SHORT PROBLEM: List every line in the items below that contains the string "long".

DATA PROVIDED:
--------------------------------
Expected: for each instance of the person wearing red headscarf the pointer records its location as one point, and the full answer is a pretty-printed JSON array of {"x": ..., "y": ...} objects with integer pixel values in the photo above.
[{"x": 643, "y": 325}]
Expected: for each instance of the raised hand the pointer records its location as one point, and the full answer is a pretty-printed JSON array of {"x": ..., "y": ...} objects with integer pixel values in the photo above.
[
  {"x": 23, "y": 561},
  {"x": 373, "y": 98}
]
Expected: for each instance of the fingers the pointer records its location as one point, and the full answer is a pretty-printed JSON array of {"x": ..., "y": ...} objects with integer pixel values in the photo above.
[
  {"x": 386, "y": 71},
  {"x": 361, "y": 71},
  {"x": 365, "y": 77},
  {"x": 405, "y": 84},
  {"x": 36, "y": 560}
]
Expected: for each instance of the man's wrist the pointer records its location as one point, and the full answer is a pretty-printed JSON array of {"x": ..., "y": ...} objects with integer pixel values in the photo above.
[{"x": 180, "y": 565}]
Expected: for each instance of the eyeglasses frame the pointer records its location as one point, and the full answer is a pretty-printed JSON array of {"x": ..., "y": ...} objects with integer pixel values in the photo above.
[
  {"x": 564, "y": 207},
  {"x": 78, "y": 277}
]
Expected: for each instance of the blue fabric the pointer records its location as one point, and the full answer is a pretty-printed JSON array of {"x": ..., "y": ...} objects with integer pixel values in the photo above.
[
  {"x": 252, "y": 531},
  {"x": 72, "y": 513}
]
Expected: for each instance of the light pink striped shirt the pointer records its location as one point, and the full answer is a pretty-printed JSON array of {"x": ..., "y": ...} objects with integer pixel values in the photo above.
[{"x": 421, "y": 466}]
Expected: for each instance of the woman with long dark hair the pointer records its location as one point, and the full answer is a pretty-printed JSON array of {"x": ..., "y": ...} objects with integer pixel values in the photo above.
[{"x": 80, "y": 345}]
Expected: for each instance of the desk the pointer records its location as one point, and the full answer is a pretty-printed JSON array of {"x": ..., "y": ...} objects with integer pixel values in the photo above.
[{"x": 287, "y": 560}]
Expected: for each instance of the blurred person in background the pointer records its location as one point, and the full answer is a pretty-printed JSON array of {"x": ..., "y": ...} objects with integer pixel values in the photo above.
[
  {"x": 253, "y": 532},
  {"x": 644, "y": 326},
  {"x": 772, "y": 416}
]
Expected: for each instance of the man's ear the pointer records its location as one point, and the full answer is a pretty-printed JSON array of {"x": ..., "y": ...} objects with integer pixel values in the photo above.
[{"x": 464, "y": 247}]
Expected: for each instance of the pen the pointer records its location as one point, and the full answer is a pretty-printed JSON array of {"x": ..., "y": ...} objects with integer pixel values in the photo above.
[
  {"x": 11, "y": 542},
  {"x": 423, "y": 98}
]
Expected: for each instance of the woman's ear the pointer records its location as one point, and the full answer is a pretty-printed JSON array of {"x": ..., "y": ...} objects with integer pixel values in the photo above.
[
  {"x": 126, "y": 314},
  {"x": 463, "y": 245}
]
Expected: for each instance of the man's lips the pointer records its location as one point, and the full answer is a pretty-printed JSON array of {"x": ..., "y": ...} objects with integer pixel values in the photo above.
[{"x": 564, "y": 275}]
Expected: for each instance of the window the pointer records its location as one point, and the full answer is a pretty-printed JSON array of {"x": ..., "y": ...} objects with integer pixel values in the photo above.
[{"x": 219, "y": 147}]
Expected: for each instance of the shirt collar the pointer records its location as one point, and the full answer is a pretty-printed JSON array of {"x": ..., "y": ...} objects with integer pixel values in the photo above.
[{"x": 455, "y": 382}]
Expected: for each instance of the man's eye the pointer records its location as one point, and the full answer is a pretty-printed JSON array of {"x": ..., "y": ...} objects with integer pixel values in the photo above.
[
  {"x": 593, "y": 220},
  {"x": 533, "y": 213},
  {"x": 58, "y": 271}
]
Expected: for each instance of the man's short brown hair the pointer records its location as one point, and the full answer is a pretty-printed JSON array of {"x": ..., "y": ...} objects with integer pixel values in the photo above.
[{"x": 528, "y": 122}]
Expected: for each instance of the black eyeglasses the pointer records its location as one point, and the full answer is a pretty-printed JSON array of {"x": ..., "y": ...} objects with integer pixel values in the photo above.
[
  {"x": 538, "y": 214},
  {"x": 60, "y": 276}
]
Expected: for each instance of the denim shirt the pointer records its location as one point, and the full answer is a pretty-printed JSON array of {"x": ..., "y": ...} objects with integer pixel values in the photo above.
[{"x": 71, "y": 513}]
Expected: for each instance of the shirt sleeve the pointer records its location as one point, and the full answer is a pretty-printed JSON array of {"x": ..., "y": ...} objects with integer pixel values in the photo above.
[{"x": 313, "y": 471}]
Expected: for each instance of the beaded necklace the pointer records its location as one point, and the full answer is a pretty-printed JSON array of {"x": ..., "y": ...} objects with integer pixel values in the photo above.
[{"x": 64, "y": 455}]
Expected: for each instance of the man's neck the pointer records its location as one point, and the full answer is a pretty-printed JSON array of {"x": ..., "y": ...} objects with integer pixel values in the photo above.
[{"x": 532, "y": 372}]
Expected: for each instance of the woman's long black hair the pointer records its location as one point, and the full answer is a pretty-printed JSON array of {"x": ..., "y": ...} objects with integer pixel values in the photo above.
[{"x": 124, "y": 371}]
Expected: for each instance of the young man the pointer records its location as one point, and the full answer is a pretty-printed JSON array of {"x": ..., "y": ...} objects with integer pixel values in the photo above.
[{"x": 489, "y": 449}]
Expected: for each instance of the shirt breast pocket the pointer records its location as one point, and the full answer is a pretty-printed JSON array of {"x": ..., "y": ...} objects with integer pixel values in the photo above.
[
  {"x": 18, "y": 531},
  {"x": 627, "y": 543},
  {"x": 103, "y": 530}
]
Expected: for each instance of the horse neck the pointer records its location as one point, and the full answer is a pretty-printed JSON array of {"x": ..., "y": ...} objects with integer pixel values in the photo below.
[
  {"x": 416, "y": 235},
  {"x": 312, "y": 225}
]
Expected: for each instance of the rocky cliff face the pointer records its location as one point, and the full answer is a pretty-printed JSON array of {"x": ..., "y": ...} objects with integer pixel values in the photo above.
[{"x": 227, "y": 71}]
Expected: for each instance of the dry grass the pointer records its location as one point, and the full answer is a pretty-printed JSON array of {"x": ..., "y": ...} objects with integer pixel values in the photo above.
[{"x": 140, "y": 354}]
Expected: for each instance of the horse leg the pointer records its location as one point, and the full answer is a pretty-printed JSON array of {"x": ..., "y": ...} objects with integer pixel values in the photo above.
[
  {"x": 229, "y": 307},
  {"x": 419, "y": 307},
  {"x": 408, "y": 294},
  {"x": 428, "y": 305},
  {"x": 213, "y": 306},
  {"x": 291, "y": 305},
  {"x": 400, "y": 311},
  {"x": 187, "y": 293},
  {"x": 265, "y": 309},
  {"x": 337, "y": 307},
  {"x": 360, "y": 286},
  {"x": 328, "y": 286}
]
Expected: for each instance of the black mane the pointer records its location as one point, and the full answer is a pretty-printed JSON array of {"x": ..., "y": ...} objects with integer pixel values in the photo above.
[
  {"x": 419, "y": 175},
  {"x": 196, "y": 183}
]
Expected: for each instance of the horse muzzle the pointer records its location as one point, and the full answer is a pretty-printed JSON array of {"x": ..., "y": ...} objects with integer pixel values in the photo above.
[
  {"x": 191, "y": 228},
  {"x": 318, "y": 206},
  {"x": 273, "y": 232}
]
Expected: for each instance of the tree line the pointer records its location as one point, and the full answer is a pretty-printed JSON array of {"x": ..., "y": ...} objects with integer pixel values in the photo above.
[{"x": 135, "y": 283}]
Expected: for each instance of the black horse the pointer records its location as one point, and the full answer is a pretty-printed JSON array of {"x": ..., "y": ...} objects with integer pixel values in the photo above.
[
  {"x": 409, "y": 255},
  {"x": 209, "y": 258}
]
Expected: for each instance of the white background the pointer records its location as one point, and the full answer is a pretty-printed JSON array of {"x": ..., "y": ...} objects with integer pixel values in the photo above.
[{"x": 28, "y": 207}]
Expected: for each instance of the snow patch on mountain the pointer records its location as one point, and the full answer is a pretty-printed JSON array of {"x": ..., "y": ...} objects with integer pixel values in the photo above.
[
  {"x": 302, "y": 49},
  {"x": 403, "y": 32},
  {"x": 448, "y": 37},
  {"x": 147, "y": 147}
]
--------------------------------
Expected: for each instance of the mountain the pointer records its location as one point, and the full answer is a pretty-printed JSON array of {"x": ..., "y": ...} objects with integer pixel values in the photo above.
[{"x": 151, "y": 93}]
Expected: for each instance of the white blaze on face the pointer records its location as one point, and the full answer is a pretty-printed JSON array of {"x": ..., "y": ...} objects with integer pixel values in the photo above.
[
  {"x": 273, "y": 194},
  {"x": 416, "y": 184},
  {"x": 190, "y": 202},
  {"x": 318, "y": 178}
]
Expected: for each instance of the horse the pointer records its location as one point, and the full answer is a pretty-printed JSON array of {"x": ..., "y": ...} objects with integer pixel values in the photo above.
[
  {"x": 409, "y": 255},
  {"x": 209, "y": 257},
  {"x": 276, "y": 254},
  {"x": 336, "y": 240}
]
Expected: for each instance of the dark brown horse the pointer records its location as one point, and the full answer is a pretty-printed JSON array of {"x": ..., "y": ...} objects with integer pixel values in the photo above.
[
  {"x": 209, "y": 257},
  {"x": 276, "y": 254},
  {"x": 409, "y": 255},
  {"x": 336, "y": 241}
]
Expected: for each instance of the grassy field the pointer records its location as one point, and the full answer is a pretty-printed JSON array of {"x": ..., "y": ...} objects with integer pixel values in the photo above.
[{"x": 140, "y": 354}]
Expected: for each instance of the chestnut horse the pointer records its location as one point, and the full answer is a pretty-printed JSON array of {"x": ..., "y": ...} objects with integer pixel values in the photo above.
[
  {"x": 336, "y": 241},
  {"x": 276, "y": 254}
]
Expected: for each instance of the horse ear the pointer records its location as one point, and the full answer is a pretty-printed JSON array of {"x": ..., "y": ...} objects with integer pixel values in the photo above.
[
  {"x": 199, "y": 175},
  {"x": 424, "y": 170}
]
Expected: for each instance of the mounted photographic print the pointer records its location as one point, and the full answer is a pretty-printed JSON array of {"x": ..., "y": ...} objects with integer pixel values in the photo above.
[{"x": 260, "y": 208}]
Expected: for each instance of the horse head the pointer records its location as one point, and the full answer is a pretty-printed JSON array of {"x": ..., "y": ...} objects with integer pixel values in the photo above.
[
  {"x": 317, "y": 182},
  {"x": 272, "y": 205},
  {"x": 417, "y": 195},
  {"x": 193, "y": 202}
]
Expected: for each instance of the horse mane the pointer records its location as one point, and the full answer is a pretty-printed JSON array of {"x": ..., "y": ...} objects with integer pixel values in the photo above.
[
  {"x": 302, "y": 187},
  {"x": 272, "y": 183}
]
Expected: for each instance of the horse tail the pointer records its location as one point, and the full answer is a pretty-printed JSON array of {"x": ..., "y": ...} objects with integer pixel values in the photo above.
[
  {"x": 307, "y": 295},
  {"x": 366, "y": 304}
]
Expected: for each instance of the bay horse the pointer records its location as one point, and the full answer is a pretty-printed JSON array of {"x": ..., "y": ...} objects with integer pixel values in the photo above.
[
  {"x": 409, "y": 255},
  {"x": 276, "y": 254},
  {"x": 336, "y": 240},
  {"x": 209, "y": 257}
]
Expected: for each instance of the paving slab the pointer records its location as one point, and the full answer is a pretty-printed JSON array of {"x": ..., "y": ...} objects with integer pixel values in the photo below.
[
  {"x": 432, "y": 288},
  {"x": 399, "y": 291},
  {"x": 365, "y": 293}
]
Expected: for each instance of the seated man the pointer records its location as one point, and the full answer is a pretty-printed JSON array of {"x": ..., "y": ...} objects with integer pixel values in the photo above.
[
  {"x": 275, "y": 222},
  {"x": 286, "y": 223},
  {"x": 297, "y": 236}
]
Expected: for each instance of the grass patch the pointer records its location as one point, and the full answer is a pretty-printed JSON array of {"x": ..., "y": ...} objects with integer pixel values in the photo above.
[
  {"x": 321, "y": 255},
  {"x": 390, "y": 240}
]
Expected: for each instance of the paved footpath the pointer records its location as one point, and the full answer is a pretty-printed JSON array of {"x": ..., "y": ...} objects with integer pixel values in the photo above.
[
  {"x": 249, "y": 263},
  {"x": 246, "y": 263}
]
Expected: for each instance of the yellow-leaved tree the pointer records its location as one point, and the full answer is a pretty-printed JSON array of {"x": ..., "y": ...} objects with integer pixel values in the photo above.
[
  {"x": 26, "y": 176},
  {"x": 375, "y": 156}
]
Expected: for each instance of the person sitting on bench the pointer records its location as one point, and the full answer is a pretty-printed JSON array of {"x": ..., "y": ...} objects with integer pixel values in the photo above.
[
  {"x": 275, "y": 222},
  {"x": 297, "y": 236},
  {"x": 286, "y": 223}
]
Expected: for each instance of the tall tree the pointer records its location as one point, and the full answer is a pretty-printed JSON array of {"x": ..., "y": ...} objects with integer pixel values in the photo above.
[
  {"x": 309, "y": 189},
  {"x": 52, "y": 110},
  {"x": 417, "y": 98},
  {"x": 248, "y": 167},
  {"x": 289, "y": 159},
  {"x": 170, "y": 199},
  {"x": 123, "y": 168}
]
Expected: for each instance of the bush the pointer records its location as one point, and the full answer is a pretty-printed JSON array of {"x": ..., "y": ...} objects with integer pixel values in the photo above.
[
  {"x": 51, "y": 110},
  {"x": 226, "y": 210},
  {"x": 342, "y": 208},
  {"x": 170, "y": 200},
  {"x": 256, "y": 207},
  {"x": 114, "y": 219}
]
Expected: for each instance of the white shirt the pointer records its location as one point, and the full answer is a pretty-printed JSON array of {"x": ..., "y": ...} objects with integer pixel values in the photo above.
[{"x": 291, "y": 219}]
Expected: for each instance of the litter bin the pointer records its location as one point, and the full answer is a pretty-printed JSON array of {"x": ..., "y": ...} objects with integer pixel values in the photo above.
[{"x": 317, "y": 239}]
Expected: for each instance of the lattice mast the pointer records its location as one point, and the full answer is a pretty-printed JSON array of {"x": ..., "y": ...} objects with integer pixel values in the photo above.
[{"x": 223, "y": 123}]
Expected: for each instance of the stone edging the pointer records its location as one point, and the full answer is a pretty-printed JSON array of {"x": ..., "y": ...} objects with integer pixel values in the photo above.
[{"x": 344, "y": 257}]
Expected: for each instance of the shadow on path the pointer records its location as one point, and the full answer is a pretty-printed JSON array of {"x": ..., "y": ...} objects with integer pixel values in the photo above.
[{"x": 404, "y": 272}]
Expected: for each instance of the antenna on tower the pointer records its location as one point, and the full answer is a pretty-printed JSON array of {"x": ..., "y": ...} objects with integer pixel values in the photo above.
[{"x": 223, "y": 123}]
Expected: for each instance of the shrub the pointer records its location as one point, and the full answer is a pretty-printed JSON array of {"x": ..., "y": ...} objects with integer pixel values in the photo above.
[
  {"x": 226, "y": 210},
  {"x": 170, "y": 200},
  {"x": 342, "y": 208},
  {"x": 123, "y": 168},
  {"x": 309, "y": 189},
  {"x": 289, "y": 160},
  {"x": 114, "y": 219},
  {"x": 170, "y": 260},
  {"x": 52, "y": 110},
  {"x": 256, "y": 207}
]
--------------------------------
THE SOLUTION:
Expected: for each instance of the woman with long dark hair the pointer records its location as one point, and the full answer is a pretty-printed JSON array of {"x": ..., "y": ...} objects with integer pixel values in the photo above.
Expected: for each instance of the woman's long black hair the pointer records its location as one point, and the full answer is a pretty-printed JSON array of {"x": ..., "y": ...} objects with integer pixel values in the photo above.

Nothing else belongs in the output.